**Document extract**.
..........
Customer experience is revolutionizing the business world


Ready or not, the customer experience revolution is here. 
 
And while awareness is still growing for this nascent business trend that’s sweeping blue chip corporate C-Suites and technology start-ups alike, companies that don’t get on board soon with this customer experience uprising will quickly be left behind.
 
Author, educator and business leadership consultant Jeofrey Bean put it this way: Businesses that provide an extraordinary customer experience are more profitable and sustainable than their competition. They dominate their industries, marginalize competing companies and even disrupt other established markets.
 
We may know that this transformation is happening, but exactly what is customer experience (or CX)?
 
Bean defined it as how customers perceive their interactions with your company. It’s a complex mash-up of physical, emotional and often psychological processes that make up the customer encounter or overall experience. 
 
Business customers and consumers in general are no longer just spending their dollars on a product or service; they are buying into a shared purpose with a company and that starts from the initial contact point and doesn’t end when they sign a contract, leave the store or log off the computer.
..........
Object point labels
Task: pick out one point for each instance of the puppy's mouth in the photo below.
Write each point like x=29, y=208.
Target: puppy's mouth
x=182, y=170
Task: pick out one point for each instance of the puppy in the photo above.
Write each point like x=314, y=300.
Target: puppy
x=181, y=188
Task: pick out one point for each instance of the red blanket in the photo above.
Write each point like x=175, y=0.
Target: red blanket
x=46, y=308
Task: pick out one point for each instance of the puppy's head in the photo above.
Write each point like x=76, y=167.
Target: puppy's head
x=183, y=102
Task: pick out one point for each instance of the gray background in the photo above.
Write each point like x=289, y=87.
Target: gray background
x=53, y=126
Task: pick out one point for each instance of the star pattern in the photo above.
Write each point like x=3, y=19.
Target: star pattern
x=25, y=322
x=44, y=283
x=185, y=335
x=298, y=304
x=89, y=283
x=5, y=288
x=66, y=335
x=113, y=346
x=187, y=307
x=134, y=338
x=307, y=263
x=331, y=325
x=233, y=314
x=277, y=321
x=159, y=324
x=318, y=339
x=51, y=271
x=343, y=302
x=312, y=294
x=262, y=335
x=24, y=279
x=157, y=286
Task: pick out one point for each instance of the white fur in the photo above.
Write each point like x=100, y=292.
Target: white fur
..........
**Task requirements**.
1. According to the customer experience text, how did Jeofrey Bean define customer experience?
2. Continue the text on the customer experience revolution from its last sentence.

**Results in order**.
1. He defined it as how customers perceive their interactions with your company.

2.
Bean, principal of Del Mar Research and author of two books on the subject, said an authentic customer experience is just as valuable as a high-quality product or service. 
 
Studies show that people will pay 5 to 25 percent more for a superior customer experience. And according to research firm Gartner Inc., 89 percent of U.S. companies polled expect to compete in the global marketplace this year on the strength of their customer experience efforts.
 
Companies like Apple, Amazon, Starbucks and REI as well as newer start-ups including Square, Tesla and Airbnb, are notable examples of early customer experience adapters that have surpassed their competition.
 
This is the focus of his first book, "The Customer Experience Revolution," based on in-person interviews with high-profile CX leaders that have changed how we do business forever.
 
How did they do it?  According to Bean, by being an “experience maker” and offering exceptional products, services and pricing that combine to result in the purpose-built customer experience and the user experience within it.
 
Bean encourages both business-to business (B2B) and business-to-customer (B2C) to join the CX revolution and become experience makers for three main reasons.
 
First, companies can be better and different than the competition.  “CX is the new currency,” he noted, and providing great products and services isn’t enough.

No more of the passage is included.